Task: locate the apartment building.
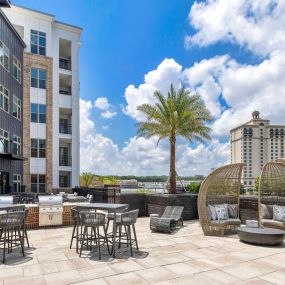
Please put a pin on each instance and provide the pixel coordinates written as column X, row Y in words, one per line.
column 51, row 100
column 254, row 144
column 11, row 107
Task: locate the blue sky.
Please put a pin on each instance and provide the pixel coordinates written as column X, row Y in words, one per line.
column 214, row 54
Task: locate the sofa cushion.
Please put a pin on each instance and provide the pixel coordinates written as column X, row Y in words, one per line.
column 222, row 211
column 233, row 210
column 212, row 212
column 236, row 222
column 266, row 211
column 279, row 213
column 269, row 223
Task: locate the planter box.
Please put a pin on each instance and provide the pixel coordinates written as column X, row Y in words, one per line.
column 156, row 204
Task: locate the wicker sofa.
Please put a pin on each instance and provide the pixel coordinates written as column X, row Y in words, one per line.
column 221, row 187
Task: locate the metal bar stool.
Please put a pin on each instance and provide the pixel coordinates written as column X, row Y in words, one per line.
column 93, row 221
column 11, row 224
column 128, row 220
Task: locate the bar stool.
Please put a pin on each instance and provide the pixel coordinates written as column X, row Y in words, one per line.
column 11, row 224
column 93, row 221
column 128, row 220
column 111, row 215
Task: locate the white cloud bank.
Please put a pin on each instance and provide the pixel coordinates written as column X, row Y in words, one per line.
column 103, row 104
column 258, row 25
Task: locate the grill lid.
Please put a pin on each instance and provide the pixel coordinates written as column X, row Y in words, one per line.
column 50, row 200
column 7, row 200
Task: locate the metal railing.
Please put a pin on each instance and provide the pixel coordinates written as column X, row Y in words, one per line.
column 65, row 92
column 65, row 63
column 65, row 160
column 65, row 129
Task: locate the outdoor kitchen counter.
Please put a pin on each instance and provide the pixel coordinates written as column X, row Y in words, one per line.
column 32, row 221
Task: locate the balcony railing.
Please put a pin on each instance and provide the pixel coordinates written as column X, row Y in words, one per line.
column 65, row 160
column 65, row 63
column 65, row 129
column 65, row 92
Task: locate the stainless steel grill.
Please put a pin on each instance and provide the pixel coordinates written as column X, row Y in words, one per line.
column 6, row 200
column 50, row 210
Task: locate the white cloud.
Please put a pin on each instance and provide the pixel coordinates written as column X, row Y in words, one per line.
column 166, row 73
column 258, row 25
column 108, row 114
column 142, row 156
column 102, row 103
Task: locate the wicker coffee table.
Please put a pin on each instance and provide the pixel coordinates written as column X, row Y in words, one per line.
column 261, row 236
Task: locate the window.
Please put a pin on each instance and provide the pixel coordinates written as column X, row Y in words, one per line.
column 38, row 78
column 38, row 183
column 38, row 113
column 17, row 181
column 17, row 145
column 4, row 98
column 4, row 137
column 38, row 148
column 4, row 56
column 38, row 42
column 17, row 69
column 17, row 107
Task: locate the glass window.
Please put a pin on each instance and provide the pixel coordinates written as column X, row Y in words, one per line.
column 17, row 107
column 17, row 69
column 38, row 113
column 4, row 137
column 38, row 42
column 4, row 56
column 4, row 98
column 17, row 145
column 17, row 181
column 38, row 78
column 38, row 148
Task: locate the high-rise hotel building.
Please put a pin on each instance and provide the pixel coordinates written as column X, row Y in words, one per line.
column 51, row 100
column 254, row 144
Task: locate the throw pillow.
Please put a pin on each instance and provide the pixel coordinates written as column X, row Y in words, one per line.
column 212, row 210
column 266, row 211
column 232, row 209
column 279, row 213
column 222, row 212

# Task brief:
Return everything from the start of the records down to the line containing "column 221, row 187", both ends included, copied word for word but without the pictures.

# Result for this exercise:
Task: locate the apartment building.
Please put a pin on each instance and provide the pixel coordinates written as column X, row Y in words, one per line.
column 51, row 100
column 254, row 144
column 11, row 107
Task: locate the blue sky.
Please put a pin on each instance and provide the pixel coordinates written as column X, row Y in words, one per line.
column 214, row 54
Task: locate the sofa cushion.
Please put a pin on each instance and provide the pixel coordinates written as column X, row Y in words, one per line.
column 222, row 211
column 233, row 210
column 212, row 212
column 236, row 222
column 266, row 211
column 279, row 213
column 269, row 223
Task: locate the planter box.
Please put a pin on each instance and provide the pixel coordinates written as column X, row Y in words, one per line.
column 156, row 204
Task: locate the wicker sofa.
Please put a pin on each instance and provide the pixel coordinates written as column X, row Y in words, one per line.
column 221, row 187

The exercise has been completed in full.